TRY IT: Nothing should be left out: output all of the entries exactly.

══ ENTRIES SUPPLIED

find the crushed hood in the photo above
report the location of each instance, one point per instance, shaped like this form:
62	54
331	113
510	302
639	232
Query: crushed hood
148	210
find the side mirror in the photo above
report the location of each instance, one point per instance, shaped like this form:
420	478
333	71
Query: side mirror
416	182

════

RESPONSE BELOW:
find the crushed hood in the photo above
report the location of each instance, one point per instance, shaped like this form:
62	54
331	113
510	302
639	232
Query: crushed hood
148	210
find the side mirror in the photo above
report the location of each instance, one point per instance, shaped like this form:
420	478
333	71
Query: side mirror
416	182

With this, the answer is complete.